Travail demandé: Pouvez-vous mettre à jour toute la liste ci-dessous en remplaçant « Analysis Parameters » par « Detection Parameters », sans rien modifier d'autre ni reproduire les images ?

Données à utiliser:
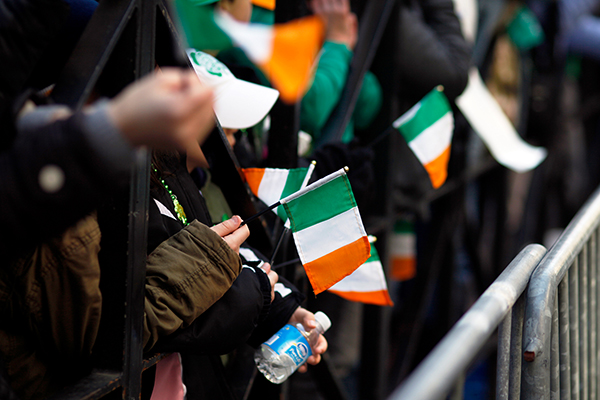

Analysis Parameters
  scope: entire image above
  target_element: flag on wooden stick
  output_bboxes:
[392,86,454,189]
[242,164,314,221]
[280,169,371,294]
[175,0,325,103]
[329,236,394,306]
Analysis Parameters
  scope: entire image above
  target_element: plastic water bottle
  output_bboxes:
[254,311,331,383]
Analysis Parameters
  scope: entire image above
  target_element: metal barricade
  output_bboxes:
[389,244,546,400]
[521,185,600,400]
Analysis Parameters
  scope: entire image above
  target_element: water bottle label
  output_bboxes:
[265,325,312,366]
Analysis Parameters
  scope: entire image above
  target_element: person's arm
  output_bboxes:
[0,69,213,257]
[153,265,271,354]
[300,0,358,137]
[300,42,352,135]
[0,0,69,122]
[396,0,471,100]
[144,221,242,350]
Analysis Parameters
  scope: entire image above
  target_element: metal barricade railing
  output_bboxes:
[389,244,546,400]
[522,185,600,399]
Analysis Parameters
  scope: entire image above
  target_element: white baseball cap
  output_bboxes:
[187,49,279,129]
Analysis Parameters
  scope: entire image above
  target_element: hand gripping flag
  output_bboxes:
[175,0,325,103]
[242,164,314,222]
[392,87,454,189]
[329,236,394,306]
[280,169,371,294]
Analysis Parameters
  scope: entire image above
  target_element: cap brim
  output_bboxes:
[213,79,279,129]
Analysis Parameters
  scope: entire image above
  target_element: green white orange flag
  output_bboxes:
[252,0,275,11]
[392,88,454,189]
[329,236,394,306]
[280,169,371,294]
[175,0,325,103]
[242,164,312,221]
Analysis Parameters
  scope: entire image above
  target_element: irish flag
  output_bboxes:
[242,168,308,221]
[392,87,454,189]
[252,0,275,11]
[175,0,325,103]
[329,236,394,306]
[280,169,371,294]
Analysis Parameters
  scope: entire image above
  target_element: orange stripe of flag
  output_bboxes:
[425,146,450,189]
[260,16,325,103]
[304,236,371,294]
[329,290,394,306]
[244,168,265,196]
[252,0,275,11]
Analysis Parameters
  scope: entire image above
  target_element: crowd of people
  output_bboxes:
[0,0,597,400]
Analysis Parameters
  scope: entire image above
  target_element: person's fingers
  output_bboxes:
[314,335,329,354]
[302,313,317,330]
[267,271,279,288]
[210,215,242,237]
[306,354,321,365]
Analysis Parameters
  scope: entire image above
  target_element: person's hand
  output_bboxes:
[309,0,358,50]
[210,215,250,253]
[288,307,327,373]
[261,263,279,302]
[108,68,214,150]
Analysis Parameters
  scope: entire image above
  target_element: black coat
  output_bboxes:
[148,156,304,400]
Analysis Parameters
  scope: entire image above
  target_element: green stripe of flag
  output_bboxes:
[277,168,308,221]
[283,174,356,232]
[175,0,233,50]
[365,243,381,264]
[397,89,450,142]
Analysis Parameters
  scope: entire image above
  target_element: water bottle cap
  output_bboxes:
[315,311,331,332]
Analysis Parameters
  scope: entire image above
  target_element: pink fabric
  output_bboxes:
[150,353,185,400]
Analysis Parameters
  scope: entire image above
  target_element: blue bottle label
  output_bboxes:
[265,325,312,367]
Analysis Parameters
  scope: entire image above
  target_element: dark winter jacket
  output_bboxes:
[148,155,303,400]
[0,0,69,148]
[396,0,471,111]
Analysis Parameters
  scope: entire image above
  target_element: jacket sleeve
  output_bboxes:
[144,221,241,350]
[153,265,271,354]
[247,276,305,348]
[0,0,69,124]
[0,107,133,257]
[396,0,471,104]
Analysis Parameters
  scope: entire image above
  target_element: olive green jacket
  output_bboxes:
[0,216,241,399]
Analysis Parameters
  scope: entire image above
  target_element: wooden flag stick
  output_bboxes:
[269,160,317,265]
[240,201,281,226]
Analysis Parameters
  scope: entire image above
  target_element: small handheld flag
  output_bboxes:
[392,86,454,189]
[280,169,371,294]
[175,0,325,103]
[329,236,394,306]
[242,164,314,221]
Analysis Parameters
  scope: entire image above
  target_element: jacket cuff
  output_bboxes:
[242,265,271,324]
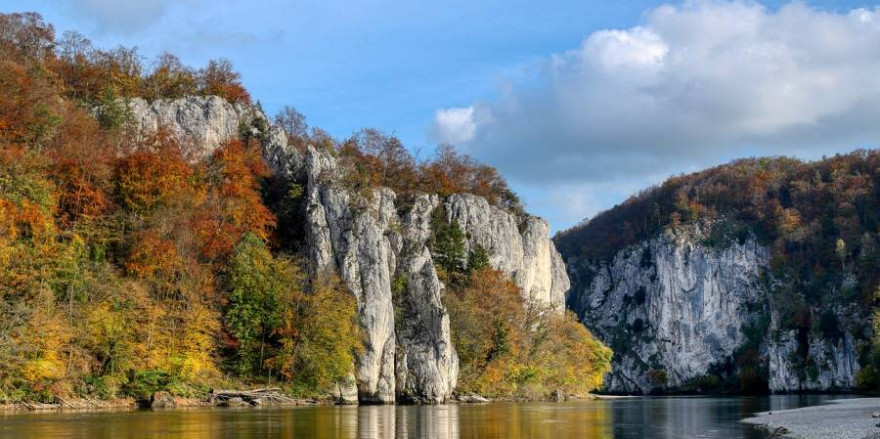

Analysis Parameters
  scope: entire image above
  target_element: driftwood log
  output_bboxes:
[210,387,298,406]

Réponse finale:
Detection Parameters
  scope: entire image above
  target_element: flag on wooden stick
  output_bboxes:
[392,86,454,189]
[242,164,314,221]
[280,169,371,294]
[175,0,325,103]
[329,236,394,306]
Detection Parameters
  scope: entire image above
  target_element: plastic water bottle
  output_bboxes:
[254,311,331,383]
Detection Parameters
  scope: entire image above
  target_element: metal barricade
  output_bboxes:
[389,244,546,400]
[521,185,600,400]
Detection Parameters
  scope: entire image above
  target_element: water bottle label
  output_bboxes:
[265,325,312,366]
Detection Parameters
  scope: entire image above
  target_element: person's arm
  output_bboxes:
[0,69,213,257]
[153,265,271,354]
[300,0,358,137]
[300,42,352,135]
[0,0,69,122]
[396,0,471,100]
[144,221,242,350]
Detection Parameters
  scope: entire image above
  target_element: metal barricade railing
  output_bboxes:
[389,244,546,400]
[522,185,600,399]
Detection Parameters
  scope: entire image above
  target_element: white baseball cap
  output_bboxes:
[187,49,279,129]
Detection Parameters
  scope: entire image above
  target_element: hand gripping flag
  output_bboxes:
[175,0,325,103]
[242,164,314,222]
[392,87,454,189]
[329,236,394,306]
[280,169,371,294]
Detection Parameters
  scope: entire image above
  target_element: cap brim
  output_bboxes:
[213,79,279,129]
Detection Parameters
  scope: entire image above
  target_element: green white orange flag
  output_bboxes:
[252,0,275,11]
[392,88,454,189]
[329,236,394,306]
[280,169,371,294]
[175,0,325,103]
[242,164,312,221]
Detection Parameters
  scope: entire image above
  target_element: irish flag
  output_bboxes:
[242,168,308,221]
[392,87,454,189]
[252,0,275,11]
[175,0,325,103]
[329,236,394,306]
[280,169,371,294]
Detection Parameters
  scope: entire image above
  target_element: orange stripe of flag
  output_bboxes:
[425,146,450,189]
[260,16,325,103]
[304,236,371,294]
[329,290,394,306]
[244,168,265,196]
[252,0,275,11]
Detection Parameters
  scope: entire image above
  target_element: crowd of people
  output_bboxes:
[0,0,597,400]
Detection Parameters
  scope: entire image above
  target_element: person's fingers
  output_bboxes:
[314,335,329,354]
[302,313,317,330]
[267,271,279,288]
[210,215,242,237]
[306,354,321,365]
Detection Parameters
  scope: entire image above
  target_element: person's hand
  output_bboxes:
[309,0,358,50]
[210,215,250,253]
[288,307,327,373]
[261,263,279,302]
[108,68,214,150]
Detection Parameters
  scope: entire image above
  target_element: black coat
  output_bboxes:
[148,156,304,400]
Detection Parameters
  scope: entire image above
  target_element: green stripe of flag
  output_bboxes:
[277,168,308,221]
[283,174,356,232]
[175,0,233,50]
[365,243,381,264]
[397,89,450,142]
Detection Parameters
  scope: entire image above
  target_element: water bottle cap
  output_bboxes:
[315,311,331,332]
Detection Parameters
  scope: entire image above
  target_element: pink fabric
  output_bboxes:
[150,353,185,400]
Detection Parameters
  scope: entire image above
  target_element: blue bottle label
  output_bboxes:
[265,325,312,367]
Detection Parameters
  scope: entire image above
  target_element: dark winter jacket
  output_bboxes:
[148,155,303,400]
[0,0,69,148]
[396,0,471,111]
Detection Parameters
  scope: entire image above
  target_element: jacket sleeve
  output_bboxes:
[144,221,241,350]
[153,265,271,354]
[247,276,305,348]
[0,0,69,124]
[0,107,133,257]
[396,0,471,104]
Detection Parameters
  scope: entire image above
  target_element: olive green jacket
  output_bboxes:
[0,216,241,399]
Detection Parameters
  scope: entire image above
  target_element: wooden flag stick
  output_bboxes:
[269,160,317,265]
[240,201,281,226]
Detection Parameters
  scope: entire image above
  target_element: small handheld flag
  output_bboxes:
[392,86,454,189]
[280,169,371,294]
[175,0,325,103]
[329,236,394,306]
[242,164,314,221]
Detection Parameters
  scope: entire image above
  target_element: jacket cuff
  output_bboxes:
[242,265,271,324]

Detection Parameters
  scope: entire image above
  target_element: driftwood log
  output_bboxes:
[210,387,298,406]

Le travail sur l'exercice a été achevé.